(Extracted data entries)
....
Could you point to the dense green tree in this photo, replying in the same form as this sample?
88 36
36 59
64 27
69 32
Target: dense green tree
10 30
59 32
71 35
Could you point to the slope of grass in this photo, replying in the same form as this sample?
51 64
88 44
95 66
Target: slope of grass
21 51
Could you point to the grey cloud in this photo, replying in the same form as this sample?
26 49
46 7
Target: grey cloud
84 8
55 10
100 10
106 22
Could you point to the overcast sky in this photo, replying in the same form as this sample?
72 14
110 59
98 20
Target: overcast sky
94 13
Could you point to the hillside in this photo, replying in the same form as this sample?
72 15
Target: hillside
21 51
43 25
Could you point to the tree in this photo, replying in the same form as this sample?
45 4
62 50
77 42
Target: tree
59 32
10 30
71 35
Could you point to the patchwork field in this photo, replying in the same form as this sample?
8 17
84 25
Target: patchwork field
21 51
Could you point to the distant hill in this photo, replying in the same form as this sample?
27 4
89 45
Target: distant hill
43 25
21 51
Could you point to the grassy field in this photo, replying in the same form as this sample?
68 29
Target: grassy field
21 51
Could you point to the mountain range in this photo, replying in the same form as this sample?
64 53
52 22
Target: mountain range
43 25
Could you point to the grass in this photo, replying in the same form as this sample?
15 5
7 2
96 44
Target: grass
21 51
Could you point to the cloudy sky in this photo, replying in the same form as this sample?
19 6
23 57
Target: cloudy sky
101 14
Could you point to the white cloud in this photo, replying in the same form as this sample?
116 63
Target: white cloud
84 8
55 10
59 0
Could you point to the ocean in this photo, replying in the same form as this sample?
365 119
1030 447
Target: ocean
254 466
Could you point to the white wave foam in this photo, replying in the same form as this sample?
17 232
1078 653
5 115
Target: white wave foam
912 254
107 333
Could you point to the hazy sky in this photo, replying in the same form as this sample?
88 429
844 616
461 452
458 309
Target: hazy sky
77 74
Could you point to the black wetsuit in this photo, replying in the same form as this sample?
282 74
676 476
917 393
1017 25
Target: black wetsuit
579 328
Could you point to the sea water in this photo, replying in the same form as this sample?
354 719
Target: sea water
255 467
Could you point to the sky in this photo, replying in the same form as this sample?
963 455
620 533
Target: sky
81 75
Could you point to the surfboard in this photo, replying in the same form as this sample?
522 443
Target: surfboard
....
— Given exercise —
Output the line holding "Could you point to the ocean", then every later line through the end of the records above, exactly as given and nothing else.

— Response to the task —
Could you point to the ocean in this photo, replying in the same form as this sample?
365 119
1030 447
Target: ocean
254 466
Could you point to the white wave foam in this photo, replying in the same form as this sample?
17 232
1078 653
5 115
Target: white wave foam
912 254
107 333
Could you point to the hazy sky in this photo, replying in the same form as this sample?
88 429
844 616
461 452
458 309
Target: hazy sky
77 74
Could you point to the black wetsuit in this photo, replying in the same form as this sample?
282 74
676 476
917 393
1017 25
Target: black wetsuit
579 328
Could you point to the sea water in this photo, replying in the same form as this sample?
354 719
Target: sea water
255 467
Could you point to the sky in this photo, replying in the same form as this sample?
963 455
620 533
Target: sky
81 75
Could you point to the surfboard in this photo, replying in the same form as this sample?
522 443
Target: surfboard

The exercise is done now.